Items from a data source

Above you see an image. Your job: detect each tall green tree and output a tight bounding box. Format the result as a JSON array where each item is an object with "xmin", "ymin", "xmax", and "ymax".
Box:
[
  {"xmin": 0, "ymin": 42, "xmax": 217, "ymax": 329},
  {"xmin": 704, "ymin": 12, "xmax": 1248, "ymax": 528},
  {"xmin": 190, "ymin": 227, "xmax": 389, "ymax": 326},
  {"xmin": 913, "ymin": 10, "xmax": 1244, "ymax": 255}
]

> _GOAL OF THE EXERCISE_
Retype the listing above line for line, without any alteration.

> _THE SOLUTION_
Above you see an image. Your job: detect each tall green tree and output a tight bounding box. Format the result as a JSON array where each item is an object with "xmin", "ymin", "xmax", and "ymax".
Box:
[
  {"xmin": 0, "ymin": 42, "xmax": 217, "ymax": 329},
  {"xmin": 704, "ymin": 12, "xmax": 1248, "ymax": 528},
  {"xmin": 190, "ymin": 227, "xmax": 389, "ymax": 326},
  {"xmin": 913, "ymin": 10, "xmax": 1244, "ymax": 255}
]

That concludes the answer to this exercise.